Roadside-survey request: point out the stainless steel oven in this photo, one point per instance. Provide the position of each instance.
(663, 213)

◆ ◆ ◆ ◆

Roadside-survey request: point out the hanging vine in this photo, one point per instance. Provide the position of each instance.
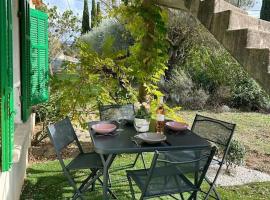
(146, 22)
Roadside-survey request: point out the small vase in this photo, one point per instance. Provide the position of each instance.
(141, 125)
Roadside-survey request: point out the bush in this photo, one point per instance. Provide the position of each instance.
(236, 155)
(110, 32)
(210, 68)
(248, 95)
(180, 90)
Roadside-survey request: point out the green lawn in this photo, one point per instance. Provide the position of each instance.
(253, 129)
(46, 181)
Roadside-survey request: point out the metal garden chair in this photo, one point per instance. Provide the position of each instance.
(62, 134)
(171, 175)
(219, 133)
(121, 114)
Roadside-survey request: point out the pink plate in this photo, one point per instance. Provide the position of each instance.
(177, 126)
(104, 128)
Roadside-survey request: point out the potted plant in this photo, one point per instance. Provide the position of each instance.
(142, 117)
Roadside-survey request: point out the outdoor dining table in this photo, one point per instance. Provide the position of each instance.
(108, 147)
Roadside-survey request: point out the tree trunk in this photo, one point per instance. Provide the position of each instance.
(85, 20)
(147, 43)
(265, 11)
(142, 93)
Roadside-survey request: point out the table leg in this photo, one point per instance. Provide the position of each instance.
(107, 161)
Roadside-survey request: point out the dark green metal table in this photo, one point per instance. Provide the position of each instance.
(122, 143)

◆ ◆ ◆ ◆

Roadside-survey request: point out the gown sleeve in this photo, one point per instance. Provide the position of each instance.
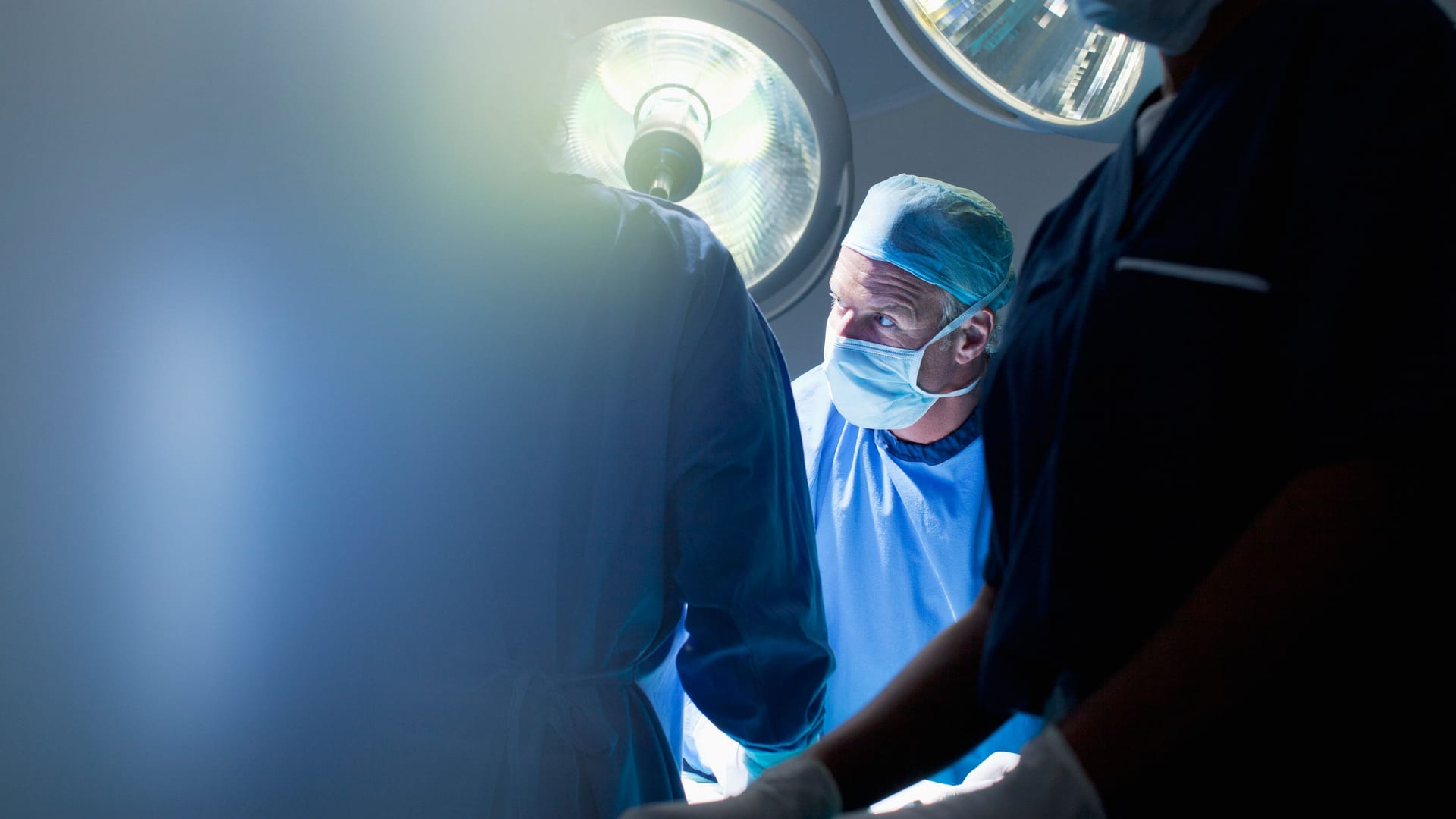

◆ ◆ ◆ ◆

What is required: Collect every line from the rows above that contains the word "green", and copy each one out in full.

Complete output:
Roadside-survey request: point out the green lawn in this photo, one point per instance. Provide the position of each instance.
Roadside-survey request: point out the dark green metal table in this photo, one point per instance. Provide the position of each instance.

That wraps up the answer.